[Start of Data supplied]

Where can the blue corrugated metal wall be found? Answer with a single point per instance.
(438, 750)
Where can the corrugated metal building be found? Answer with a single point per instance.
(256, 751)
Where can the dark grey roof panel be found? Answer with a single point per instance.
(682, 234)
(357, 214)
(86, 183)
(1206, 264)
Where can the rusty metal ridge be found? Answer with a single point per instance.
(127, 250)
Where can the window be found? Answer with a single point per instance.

[End of Data supplied]
[Start of Data supplied]

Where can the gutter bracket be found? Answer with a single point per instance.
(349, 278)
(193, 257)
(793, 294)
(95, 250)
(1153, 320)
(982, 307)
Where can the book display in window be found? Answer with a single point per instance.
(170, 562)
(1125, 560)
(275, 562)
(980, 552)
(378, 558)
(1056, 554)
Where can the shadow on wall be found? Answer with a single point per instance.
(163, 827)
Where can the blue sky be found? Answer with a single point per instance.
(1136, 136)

[End of Data supplied]

### Task directions
Render as a JSON list of strings the lines from the one containing "Where can the rusty" through the one containing "Where can the window", both included, one string per line and blank lines omitted.

### Reply
[
  "Where can the rusty metal ridge be found? Answer with a single point per instance.",
  "(127, 250)",
  "Where can the window be found? Answer with a single point per instance."
]